• [TASK BRIEF]: From the reflective passage below, list every source of strain that the writer counts among last week's "cocktail of things."

• [PASSAGE]:
•••

Since the day we got back from holiday, there’s been a heaviness hanging over me. It’s not as if things are down out and dreary, but I cannot ignore this achy, heavy heart that’s feeling trapped inside my ribs. It started with Niyu’s illness that even though we caught in time, really pulled the rug out from beneath my feet. Physically there were many sleepless nights, which though one pulls through high on an adrenaline-addled response, begin to show one way or another. But even otherwise, this is the most stress I have known in a while. If it weren’t for my father, and all the support and help we got from unexpected quarters, I don’t know how we’d have managed. It didn’t help that I had to be away from home for four days, finishing my course, leaving them and my mind at home, trying hard to stay focused. The work in class itself, deeply emotional always takes a toll on me. All in all it was a cocktail of things that sucked the juice out of me last week.
There was also the undeniable sadness and almost grief of ending this incredible journey I’ve been on thanks to the learning. It was an emotional four days, and the cherry on top was the very moving, very inspired and sweet closing ceremony we had. I got some very encouraging feedback on my essays, a very powerful module to close the course with, and all in all it feels like I’ve refuelled for the next many months to come. It was all too bittersweet, high on the sense of accomplishment, of having done something entirely for myself after so many years, of having finished it so well, of having gained oh so much from the entire experience, and yet having it end so fast. It seems like I only just began, just the other day.

•••

• [EXTRACTED MATERIAL]:
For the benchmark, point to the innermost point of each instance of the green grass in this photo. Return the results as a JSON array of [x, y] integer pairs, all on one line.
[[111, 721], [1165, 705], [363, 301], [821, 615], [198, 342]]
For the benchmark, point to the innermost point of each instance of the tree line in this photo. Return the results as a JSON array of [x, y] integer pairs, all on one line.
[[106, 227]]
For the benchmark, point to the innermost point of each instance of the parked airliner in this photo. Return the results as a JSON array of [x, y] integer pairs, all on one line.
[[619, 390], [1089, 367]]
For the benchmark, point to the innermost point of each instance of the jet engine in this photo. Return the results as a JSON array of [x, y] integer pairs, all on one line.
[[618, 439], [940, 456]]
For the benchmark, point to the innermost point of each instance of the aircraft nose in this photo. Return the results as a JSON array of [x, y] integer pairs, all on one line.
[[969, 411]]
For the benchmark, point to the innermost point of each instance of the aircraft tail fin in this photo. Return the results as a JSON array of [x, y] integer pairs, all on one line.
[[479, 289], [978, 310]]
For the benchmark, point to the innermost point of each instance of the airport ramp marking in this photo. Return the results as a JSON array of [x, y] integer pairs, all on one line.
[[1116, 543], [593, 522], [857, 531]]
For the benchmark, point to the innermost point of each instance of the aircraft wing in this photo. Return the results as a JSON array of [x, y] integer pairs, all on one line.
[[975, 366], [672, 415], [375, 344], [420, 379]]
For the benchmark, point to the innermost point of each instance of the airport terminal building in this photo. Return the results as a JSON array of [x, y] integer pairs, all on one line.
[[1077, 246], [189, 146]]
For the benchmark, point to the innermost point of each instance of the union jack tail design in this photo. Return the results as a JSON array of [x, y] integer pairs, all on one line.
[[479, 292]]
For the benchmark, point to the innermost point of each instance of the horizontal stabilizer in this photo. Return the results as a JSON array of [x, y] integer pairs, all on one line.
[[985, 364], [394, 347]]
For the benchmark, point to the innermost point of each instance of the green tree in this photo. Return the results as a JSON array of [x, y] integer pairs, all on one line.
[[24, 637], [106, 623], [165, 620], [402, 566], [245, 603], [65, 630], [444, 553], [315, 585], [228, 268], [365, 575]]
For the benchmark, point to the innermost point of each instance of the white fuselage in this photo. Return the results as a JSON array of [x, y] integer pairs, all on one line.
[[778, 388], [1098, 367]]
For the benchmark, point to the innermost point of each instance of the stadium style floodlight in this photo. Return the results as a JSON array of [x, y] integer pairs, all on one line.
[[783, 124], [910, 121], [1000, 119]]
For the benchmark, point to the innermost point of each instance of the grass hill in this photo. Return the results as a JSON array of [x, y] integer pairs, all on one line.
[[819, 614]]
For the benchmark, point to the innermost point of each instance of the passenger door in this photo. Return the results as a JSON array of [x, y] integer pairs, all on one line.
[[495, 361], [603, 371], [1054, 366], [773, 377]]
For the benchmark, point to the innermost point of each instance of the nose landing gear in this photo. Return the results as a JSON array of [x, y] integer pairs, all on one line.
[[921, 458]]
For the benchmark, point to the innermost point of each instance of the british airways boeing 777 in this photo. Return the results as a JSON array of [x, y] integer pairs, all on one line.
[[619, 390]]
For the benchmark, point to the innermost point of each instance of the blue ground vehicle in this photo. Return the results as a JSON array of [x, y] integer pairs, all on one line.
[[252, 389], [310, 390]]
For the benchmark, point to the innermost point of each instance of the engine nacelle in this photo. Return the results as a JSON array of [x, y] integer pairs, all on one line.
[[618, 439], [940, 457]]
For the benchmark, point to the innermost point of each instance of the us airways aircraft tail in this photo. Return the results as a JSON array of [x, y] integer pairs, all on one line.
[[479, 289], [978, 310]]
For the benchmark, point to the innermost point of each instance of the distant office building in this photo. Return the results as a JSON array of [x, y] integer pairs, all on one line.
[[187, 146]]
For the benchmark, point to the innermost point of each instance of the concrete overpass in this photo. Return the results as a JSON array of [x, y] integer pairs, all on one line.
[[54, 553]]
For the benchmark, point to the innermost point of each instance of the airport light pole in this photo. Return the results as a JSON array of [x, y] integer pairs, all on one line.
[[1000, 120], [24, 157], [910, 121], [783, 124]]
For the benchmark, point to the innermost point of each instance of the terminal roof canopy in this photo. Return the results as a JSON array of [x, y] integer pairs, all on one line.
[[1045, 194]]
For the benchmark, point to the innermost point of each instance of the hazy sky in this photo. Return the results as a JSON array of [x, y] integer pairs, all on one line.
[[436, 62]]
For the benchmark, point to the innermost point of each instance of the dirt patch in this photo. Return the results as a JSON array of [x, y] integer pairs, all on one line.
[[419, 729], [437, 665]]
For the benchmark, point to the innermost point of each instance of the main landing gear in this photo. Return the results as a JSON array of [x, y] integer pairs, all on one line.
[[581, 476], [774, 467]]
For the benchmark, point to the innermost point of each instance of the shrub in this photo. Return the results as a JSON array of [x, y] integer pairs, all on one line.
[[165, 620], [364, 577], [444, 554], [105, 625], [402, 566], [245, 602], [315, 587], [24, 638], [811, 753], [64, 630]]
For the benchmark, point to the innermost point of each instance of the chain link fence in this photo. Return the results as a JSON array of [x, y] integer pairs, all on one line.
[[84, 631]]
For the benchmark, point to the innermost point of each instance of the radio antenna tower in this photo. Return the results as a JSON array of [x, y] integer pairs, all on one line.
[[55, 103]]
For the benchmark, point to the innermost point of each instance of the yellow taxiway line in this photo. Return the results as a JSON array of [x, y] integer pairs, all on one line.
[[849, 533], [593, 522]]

•••

• [SOLUTION]:
- Niyu's illness
- Many sleepless nights
- Being away from home for four days to finish the course
- The deeply emotional class work